◆ Passage given:
....

# stocking Ideas



## imfbrad (Apr 13, 2009)

I am waiting for my tank to cycle. Its a 55 gallon. I was thinking with going with all males. 1 Jack Dempsey, 1 Firemouth, 1 oscar, 1 green terror, 1 convict, and maybe some silver dollars or some type of schooling fishs. Let me know your opinions. they will be greatly appriciated.


----------



## chrispyweld (Dec 20, 2005)

Sorry to be the bearer of bad news but that is not a reasonable stocking list for a tank that size.

I know the feeling. That tank looks huge. But Oscars might get longer than that tank is wide (front to back) and they create a lot of waste. Some on this forum say you could house an Oscar all by itself in a 55g but most will say you need a larger tank. Note that is for a *lone* Oscar.

I have had a JD, Con, and Firemouth in a 55g and it worked well for me. I have had a GT, a Con and a Firemouth in a 55g but when the GT hit 7-8in. in about a year it would not tolerate any other fish in the tank I moved it to a six foot long 125g and it claimed half of it.

Granted all fish have different personalities. But the Oscar if you go that route will want and need that 55g to itself if not a bigger tank.


----------



## Joels fish (Nov 17, 2007)

That's a lot of fish for a 55g. One thing to consider is the adult size of these fish . Oscars can get 16" and tend to average 12", JDs 10"+, GTs 10"+. It may not seem all that much, but it makes for cramped conditions in a 4' long tank. Throw in the other cichlids at 6" each and things can get ugly in there. Unless this is a grow out tank for a (much) larger tank in the near future, I can't see it working for very long. It's a do-able stocking just not for a 55g.

....

◆ To do:
[1] Render this sentence from the fish-stocking thread in Spanish: "Some on this forum say you could house an Oscar all by itself in a 55g but most will say you need a larger tank."
[2] Write the next part of the fish-stocking thread, picking up after its last sentence.
The records that come next are separate material and are not part of the fish-stocking thread.

◆ Data listing:
....

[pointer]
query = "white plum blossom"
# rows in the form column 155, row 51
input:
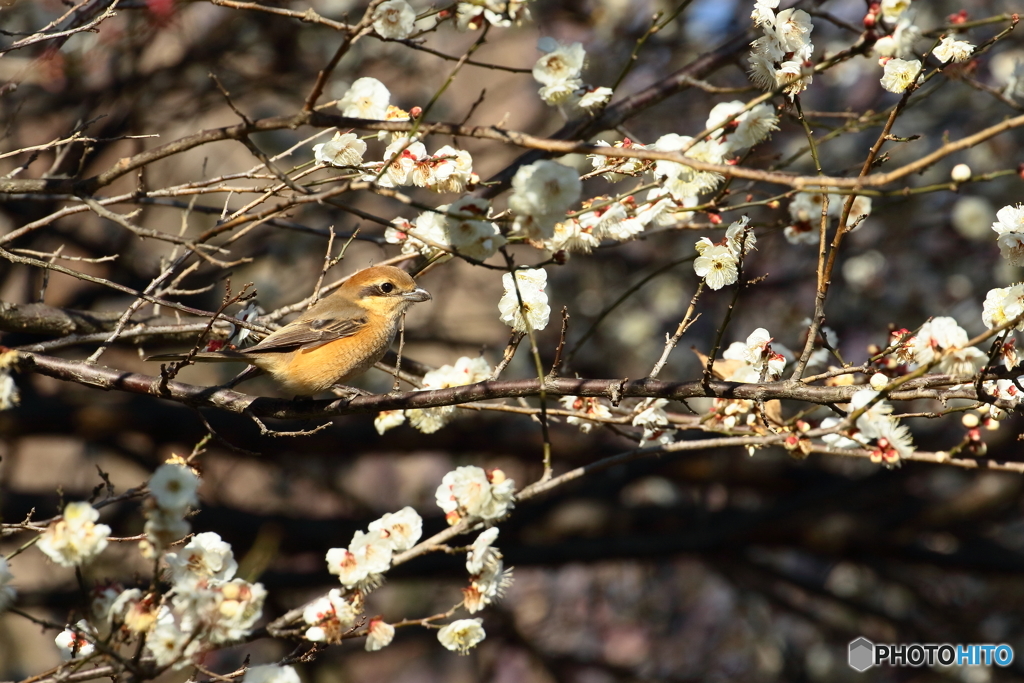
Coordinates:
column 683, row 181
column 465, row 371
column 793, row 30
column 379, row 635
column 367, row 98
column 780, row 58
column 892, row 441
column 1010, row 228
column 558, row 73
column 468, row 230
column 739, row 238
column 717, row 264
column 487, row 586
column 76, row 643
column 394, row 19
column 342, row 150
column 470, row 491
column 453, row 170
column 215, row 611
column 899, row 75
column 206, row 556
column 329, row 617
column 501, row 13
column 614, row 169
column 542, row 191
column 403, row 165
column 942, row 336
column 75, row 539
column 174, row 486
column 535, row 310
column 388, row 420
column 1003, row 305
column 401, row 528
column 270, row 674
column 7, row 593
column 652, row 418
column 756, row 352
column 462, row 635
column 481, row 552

....

◆ Results for the exercise:
[1] Algunos en este foro dicen que podrías tener un óscar completamente solo en un acuario de 55 galones, pero la mayoría dirá que necesitas un acuario más grande.

[2]
----------



## imfbrad (Apr 13, 2009)

I am planning to get a bigger aquarium around Christmas. But what would be a good stocking idea for the 55. I definitly want the JD. Thanks


----------



## knfanning (Mar 5, 2009)

I'm not too experienced with keeping cichlids yet but I would say you could do JD, FM, and convict, or GT and Convict, or single oscar. Silver Dollars might not be the best choice of dithers either as they can get quite big themselves. Giant Danios are good supposedly, as are rummy nose tetras.


----------



## earth intruder (Oct 14, 2008)

knfanning said:


> I'm not too experienced with keeping cichlids yet but I would say you could do JD, FM, and convict, or GT and Convict, or single oscar. Silver Dollars might not be the best choice of dithers either as they can get quite big themselves. Giant Danios are good supposedly, as are rummy nose tetras.


Really? I would think the rummynose would get eaten.


----------



## chrispyweld (Dec 20, 2005)

When I had my JD, Con, Firemouth set up i used Blackskirt tetras. I got them when the cichlids were small and never lost one to aggression. 
They are one of my personal favorites for small to medium sized cichlids.

Another option is to get a pair of smaller cichlids and the lone JD you want to go with them, but breeding does bring higher levels of aggression so it is a little more risky but doable IMO.


----------



## knfanning (Mar 5, 2009)

earth intruder said:


> knfanning said:
> 
> 
> > I'm not too experienced with keeping cichlids yet but I would say you could do JD, FM, and convict, or GT and Convict, or single oscar. Silver Dollars might not be the best choice of dithers either as they can get quite big themselves. Giant Danios are good supposedly, as are rummy nose tetras.
> ...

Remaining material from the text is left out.